▶ [TASK TO COMPLETE]:
Extract every line in the records that contains the word "shorts". Case matters, so copy only lines where it has the same capitalization.

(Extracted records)
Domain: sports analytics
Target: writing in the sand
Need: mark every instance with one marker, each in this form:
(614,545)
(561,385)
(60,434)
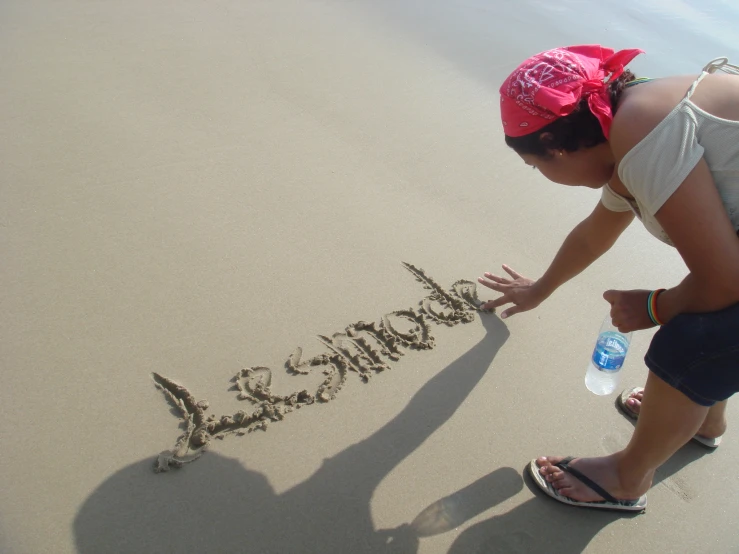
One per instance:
(363,348)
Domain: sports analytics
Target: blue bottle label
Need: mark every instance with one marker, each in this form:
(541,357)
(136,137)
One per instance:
(610,351)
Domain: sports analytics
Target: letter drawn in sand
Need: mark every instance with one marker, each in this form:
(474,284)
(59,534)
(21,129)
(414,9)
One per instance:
(364,348)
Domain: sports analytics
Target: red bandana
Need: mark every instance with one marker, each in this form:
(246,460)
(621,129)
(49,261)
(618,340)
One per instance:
(550,85)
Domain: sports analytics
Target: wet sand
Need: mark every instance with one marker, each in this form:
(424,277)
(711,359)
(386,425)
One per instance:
(210,197)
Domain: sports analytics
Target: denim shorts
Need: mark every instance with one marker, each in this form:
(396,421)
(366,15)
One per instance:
(698,354)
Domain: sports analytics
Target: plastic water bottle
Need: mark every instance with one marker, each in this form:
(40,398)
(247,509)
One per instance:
(607,360)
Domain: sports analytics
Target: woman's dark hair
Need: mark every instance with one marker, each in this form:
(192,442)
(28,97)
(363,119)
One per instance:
(580,129)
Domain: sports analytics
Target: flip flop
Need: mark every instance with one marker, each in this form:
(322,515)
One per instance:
(626,394)
(610,503)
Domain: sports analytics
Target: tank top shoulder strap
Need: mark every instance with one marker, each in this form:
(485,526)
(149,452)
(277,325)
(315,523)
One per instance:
(718,64)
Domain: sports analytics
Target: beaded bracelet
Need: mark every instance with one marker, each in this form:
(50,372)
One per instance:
(652,306)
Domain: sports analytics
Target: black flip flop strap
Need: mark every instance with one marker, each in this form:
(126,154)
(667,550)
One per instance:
(564,465)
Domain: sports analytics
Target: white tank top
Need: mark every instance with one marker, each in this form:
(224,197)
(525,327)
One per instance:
(653,169)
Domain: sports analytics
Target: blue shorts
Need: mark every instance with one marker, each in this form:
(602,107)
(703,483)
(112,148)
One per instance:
(698,354)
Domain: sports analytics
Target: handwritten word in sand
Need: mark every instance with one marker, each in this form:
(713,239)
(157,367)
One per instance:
(363,348)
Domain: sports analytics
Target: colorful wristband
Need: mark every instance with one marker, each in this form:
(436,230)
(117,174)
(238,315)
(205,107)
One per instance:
(652,306)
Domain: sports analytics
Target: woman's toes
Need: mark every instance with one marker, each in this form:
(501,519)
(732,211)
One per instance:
(554,477)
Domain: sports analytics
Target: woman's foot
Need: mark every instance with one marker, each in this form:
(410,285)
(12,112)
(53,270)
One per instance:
(713,426)
(603,471)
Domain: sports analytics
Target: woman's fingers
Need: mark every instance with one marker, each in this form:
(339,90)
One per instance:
(497,279)
(512,272)
(492,285)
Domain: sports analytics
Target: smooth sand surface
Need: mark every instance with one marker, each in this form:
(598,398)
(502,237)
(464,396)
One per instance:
(195,187)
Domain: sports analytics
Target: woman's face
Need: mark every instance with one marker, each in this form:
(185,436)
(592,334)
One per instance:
(587,167)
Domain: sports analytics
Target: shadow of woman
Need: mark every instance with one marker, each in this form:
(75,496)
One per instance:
(216,505)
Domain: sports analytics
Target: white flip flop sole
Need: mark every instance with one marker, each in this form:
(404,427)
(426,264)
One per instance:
(638,506)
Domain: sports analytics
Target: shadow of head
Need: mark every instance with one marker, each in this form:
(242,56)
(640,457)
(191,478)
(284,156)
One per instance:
(216,503)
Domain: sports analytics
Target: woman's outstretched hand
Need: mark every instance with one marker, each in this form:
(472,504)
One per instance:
(519,291)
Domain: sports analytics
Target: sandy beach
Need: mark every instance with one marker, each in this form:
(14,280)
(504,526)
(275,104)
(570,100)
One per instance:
(240,201)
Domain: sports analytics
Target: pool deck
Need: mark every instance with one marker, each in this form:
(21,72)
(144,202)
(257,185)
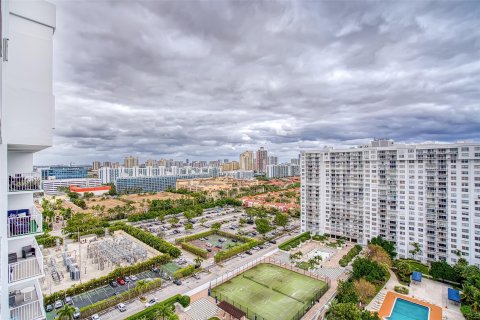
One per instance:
(388,303)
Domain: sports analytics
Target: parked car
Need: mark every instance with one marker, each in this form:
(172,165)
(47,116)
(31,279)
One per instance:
(76,314)
(68,300)
(150,302)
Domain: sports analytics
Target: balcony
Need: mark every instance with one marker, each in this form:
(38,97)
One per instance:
(26,303)
(24,222)
(21,182)
(26,264)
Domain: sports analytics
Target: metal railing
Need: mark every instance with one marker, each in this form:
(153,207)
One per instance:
(30,181)
(26,268)
(25,225)
(28,311)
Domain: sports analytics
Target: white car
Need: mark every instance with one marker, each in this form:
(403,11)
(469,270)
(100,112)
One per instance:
(151,302)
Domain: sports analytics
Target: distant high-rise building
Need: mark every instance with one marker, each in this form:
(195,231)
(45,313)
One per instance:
(107,164)
(422,195)
(151,163)
(130,162)
(273,160)
(96,165)
(246,161)
(261,160)
(230,166)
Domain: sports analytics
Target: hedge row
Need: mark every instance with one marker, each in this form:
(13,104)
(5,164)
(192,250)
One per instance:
(184,272)
(149,239)
(122,297)
(345,260)
(295,242)
(112,276)
(151,312)
(195,250)
(48,241)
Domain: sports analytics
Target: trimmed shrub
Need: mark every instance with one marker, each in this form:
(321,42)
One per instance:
(184,272)
(345,260)
(401,289)
(184,301)
(195,250)
(295,242)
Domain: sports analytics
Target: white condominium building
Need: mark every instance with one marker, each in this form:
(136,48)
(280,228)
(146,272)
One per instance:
(27,119)
(426,193)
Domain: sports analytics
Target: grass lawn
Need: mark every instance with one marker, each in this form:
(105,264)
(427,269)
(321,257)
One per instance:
(417,266)
(271,292)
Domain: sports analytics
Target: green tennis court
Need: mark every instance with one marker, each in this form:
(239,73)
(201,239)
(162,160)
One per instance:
(271,292)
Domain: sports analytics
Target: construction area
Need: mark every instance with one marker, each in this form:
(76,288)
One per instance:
(91,257)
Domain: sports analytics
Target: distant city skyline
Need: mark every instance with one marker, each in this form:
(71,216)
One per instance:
(206,81)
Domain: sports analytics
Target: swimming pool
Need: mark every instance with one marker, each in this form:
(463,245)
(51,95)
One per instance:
(406,310)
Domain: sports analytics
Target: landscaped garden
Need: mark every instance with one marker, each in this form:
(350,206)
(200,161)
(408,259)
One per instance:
(271,292)
(219,244)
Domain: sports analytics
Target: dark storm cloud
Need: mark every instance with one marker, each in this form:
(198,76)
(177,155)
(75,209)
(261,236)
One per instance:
(210,79)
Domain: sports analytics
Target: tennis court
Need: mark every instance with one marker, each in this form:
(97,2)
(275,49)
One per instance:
(271,292)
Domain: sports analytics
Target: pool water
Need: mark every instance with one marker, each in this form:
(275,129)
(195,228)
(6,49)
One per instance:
(406,310)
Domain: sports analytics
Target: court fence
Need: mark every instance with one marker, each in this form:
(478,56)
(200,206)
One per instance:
(251,314)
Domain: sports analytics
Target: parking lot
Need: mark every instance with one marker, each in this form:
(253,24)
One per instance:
(104,292)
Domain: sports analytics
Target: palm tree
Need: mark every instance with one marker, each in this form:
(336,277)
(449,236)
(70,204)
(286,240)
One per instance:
(198,261)
(66,313)
(163,311)
(140,286)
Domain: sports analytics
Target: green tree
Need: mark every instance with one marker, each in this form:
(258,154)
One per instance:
(442,270)
(281,220)
(263,225)
(66,313)
(346,292)
(216,226)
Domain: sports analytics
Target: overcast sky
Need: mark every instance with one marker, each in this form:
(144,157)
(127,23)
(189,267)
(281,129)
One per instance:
(210,79)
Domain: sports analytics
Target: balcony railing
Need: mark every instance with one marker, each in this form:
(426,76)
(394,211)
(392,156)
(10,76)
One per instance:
(26,303)
(24,182)
(28,266)
(24,222)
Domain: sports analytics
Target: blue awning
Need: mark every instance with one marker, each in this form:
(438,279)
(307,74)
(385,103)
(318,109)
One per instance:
(417,276)
(453,295)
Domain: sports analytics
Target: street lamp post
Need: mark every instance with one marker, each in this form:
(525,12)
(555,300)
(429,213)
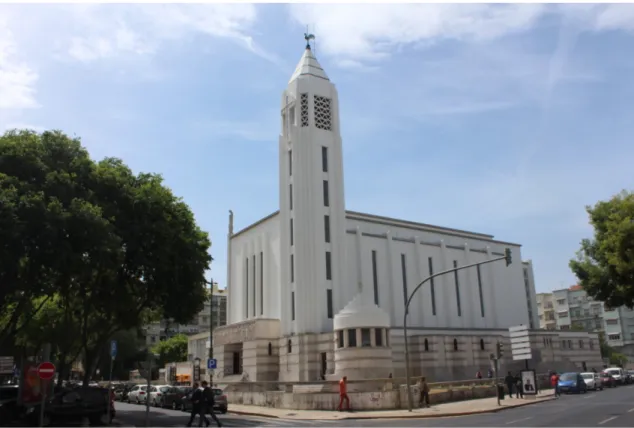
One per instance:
(506,256)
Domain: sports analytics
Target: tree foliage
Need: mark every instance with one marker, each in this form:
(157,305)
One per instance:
(105,244)
(171,350)
(605,264)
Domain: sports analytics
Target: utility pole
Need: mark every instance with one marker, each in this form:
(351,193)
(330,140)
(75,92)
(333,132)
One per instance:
(506,257)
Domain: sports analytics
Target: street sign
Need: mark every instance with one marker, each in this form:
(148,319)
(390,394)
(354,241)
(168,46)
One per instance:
(46,371)
(520,343)
(113,349)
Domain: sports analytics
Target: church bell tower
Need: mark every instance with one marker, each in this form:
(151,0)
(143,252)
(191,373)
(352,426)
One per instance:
(312,207)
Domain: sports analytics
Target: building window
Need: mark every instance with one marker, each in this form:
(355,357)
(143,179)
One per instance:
(352,337)
(261,283)
(324,159)
(404,277)
(323,115)
(375,278)
(432,289)
(292,306)
(291,223)
(456,280)
(378,337)
(366,337)
(480,291)
(290,163)
(303,109)
(292,268)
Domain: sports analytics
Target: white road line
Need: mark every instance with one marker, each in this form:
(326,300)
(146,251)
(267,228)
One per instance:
(519,420)
(607,420)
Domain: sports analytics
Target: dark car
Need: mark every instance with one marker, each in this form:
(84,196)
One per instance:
(74,405)
(607,380)
(572,382)
(9,410)
(220,401)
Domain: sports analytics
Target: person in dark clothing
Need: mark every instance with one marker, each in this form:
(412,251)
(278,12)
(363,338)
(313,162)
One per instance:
(208,404)
(509,380)
(196,404)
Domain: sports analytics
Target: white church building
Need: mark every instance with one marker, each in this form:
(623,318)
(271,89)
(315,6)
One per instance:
(317,291)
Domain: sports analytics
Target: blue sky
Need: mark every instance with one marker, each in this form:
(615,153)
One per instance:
(501,119)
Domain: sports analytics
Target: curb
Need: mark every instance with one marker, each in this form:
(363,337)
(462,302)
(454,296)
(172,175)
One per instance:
(417,416)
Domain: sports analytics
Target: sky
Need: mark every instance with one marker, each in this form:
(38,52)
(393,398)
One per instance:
(500,119)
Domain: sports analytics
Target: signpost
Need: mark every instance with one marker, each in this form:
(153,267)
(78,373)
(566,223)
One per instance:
(46,372)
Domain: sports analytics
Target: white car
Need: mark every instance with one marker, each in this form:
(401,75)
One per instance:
(592,380)
(138,394)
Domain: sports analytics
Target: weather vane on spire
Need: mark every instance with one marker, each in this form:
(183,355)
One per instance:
(308,38)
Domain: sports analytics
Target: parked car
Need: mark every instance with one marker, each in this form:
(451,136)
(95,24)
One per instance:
(572,382)
(73,405)
(607,380)
(174,397)
(220,401)
(592,380)
(138,394)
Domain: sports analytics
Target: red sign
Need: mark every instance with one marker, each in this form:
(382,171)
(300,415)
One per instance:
(46,371)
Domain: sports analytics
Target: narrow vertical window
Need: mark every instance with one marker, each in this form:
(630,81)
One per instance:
(290,196)
(324,159)
(480,291)
(457,282)
(432,287)
(291,232)
(328,266)
(246,286)
(404,275)
(292,268)
(375,279)
(261,283)
(326,195)
(292,305)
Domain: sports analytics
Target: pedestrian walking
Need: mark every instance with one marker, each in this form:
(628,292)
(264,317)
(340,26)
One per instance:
(343,393)
(423,391)
(209,400)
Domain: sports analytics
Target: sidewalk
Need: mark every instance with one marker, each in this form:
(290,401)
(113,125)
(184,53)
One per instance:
(456,408)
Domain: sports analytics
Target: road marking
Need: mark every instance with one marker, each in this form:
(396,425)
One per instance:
(518,420)
(607,420)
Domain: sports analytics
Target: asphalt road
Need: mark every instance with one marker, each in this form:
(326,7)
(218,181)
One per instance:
(608,408)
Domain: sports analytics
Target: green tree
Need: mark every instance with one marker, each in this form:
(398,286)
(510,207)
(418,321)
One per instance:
(110,244)
(605,264)
(171,350)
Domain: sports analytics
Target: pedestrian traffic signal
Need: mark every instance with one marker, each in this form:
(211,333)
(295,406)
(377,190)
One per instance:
(507,256)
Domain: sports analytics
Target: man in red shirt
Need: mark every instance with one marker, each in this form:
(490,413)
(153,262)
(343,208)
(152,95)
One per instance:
(343,393)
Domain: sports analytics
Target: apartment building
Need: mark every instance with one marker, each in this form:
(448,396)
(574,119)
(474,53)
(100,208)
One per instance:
(573,309)
(213,315)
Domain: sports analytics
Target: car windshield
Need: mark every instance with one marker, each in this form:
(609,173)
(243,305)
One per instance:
(568,376)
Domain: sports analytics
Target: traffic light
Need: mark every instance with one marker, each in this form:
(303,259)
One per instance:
(507,256)
(499,349)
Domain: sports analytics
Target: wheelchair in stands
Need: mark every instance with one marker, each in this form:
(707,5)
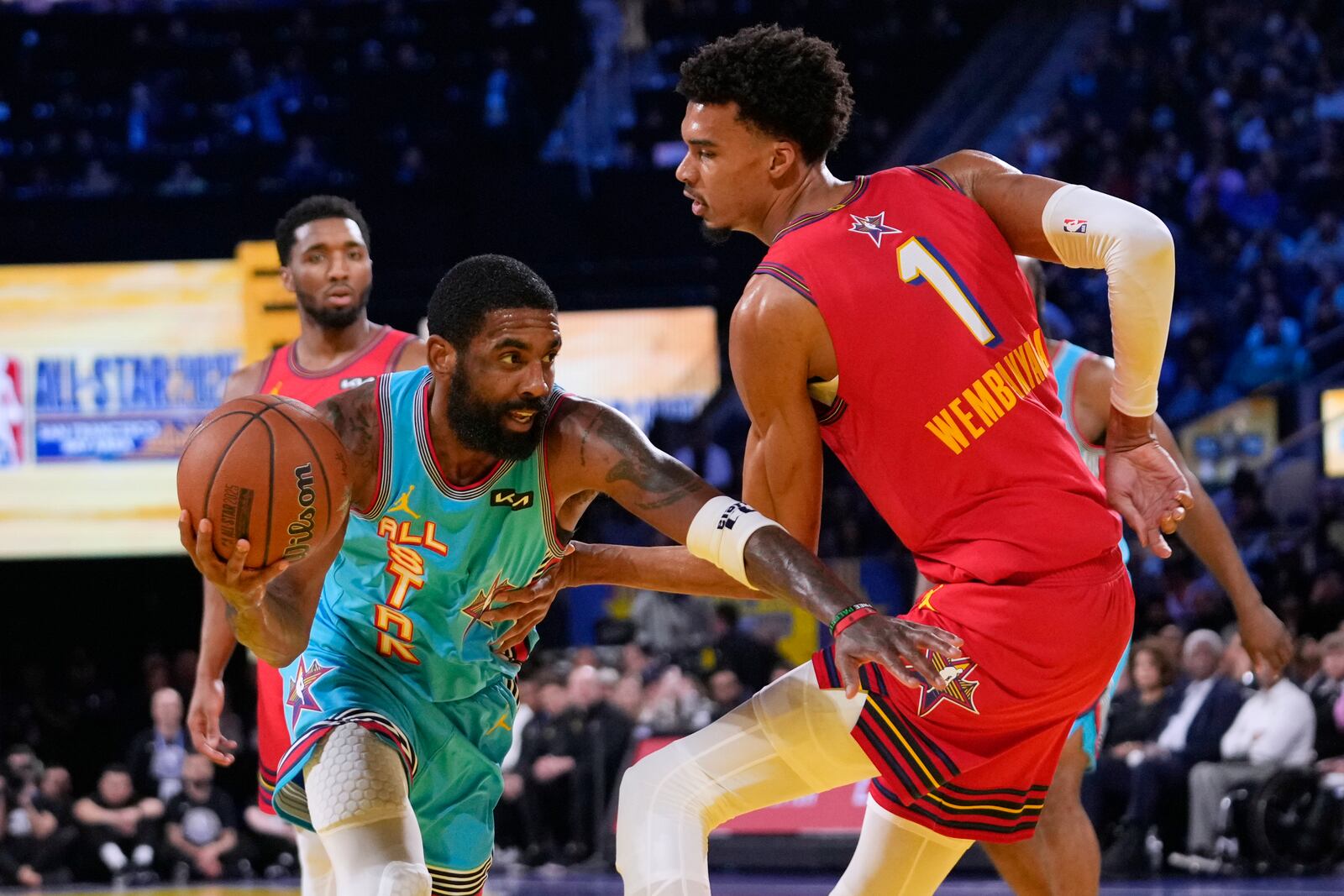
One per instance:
(1290,824)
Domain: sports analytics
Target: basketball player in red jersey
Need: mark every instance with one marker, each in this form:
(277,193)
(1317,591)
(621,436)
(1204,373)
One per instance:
(326,262)
(894,301)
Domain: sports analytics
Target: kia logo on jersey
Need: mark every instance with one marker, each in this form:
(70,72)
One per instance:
(511,499)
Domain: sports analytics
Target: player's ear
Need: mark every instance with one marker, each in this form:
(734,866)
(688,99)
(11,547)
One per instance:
(440,355)
(784,154)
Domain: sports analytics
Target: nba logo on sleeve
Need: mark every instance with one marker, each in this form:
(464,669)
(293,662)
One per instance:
(11,412)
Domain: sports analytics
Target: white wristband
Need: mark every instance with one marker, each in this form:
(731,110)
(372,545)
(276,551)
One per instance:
(1093,230)
(719,533)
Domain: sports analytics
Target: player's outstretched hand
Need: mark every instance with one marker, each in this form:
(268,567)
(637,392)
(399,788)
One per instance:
(895,645)
(244,589)
(1144,485)
(528,606)
(1263,637)
(207,703)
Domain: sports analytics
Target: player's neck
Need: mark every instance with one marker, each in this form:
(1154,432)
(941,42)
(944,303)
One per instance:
(816,190)
(322,347)
(459,464)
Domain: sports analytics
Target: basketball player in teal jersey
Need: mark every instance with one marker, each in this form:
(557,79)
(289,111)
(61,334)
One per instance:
(1063,857)
(467,479)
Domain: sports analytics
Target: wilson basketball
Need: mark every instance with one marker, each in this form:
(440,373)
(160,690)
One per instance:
(266,469)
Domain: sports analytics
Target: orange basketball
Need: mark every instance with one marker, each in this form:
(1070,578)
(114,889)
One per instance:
(266,469)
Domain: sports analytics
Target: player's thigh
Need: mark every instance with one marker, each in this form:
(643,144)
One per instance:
(459,782)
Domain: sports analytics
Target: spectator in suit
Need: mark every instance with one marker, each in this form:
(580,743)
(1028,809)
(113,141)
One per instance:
(1193,735)
(1133,723)
(1273,730)
(202,826)
(120,829)
(156,754)
(1324,688)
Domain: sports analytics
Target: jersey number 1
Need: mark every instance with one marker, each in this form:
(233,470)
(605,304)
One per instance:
(921,264)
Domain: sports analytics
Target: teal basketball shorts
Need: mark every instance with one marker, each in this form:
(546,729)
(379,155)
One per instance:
(450,752)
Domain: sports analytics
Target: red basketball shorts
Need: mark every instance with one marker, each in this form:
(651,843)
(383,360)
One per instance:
(976,761)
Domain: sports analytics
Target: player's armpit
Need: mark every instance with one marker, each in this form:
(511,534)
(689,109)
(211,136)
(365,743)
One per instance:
(354,416)
(1014,201)
(776,343)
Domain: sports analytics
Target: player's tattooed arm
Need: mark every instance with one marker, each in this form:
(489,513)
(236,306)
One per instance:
(622,463)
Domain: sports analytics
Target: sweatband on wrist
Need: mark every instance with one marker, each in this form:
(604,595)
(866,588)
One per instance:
(1088,228)
(719,533)
(850,616)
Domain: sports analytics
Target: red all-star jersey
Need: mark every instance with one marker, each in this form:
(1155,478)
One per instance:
(286,376)
(947,411)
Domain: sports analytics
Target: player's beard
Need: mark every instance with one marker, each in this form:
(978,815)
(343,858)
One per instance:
(716,235)
(480,425)
(333,317)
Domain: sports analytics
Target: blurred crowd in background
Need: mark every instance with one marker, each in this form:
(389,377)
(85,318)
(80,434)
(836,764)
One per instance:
(1223,117)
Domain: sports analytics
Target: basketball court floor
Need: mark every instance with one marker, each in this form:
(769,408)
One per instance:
(541,884)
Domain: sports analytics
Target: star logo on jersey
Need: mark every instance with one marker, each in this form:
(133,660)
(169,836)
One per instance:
(873,226)
(961,689)
(483,600)
(300,689)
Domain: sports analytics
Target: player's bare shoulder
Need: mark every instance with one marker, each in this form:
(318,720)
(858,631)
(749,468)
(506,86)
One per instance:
(246,380)
(413,356)
(354,416)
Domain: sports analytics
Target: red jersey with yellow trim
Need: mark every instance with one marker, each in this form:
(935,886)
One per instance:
(947,411)
(286,376)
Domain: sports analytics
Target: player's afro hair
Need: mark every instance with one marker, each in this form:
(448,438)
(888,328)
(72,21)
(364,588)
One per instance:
(477,286)
(315,208)
(785,82)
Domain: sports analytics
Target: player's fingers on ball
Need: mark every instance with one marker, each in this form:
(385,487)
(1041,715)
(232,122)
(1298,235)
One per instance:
(273,571)
(234,567)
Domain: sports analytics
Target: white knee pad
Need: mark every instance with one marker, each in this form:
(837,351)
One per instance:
(354,778)
(405,879)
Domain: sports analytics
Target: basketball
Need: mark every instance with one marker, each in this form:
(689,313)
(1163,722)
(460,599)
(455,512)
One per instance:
(266,469)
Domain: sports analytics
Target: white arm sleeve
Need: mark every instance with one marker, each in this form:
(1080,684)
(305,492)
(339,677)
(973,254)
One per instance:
(1093,230)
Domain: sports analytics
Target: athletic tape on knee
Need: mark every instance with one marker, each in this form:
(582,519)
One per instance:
(354,778)
(719,533)
(405,879)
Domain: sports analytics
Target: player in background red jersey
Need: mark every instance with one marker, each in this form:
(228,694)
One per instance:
(890,322)
(326,262)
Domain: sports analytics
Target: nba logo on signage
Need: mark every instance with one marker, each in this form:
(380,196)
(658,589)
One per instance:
(11,412)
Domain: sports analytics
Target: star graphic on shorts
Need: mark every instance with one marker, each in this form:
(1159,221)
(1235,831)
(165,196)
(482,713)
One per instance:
(961,689)
(300,689)
(873,226)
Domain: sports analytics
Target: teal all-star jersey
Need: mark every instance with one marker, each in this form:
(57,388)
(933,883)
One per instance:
(418,567)
(1066,360)
(398,647)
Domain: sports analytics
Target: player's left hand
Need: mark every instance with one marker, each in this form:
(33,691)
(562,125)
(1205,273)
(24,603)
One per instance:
(528,606)
(1144,484)
(895,645)
(1263,637)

▶ [THE ANSWER]:
Target: denim shorts
Target: blue shorts
Target: teal basketball shorts
Target: red basketball shorts
Target: star graphic on shorts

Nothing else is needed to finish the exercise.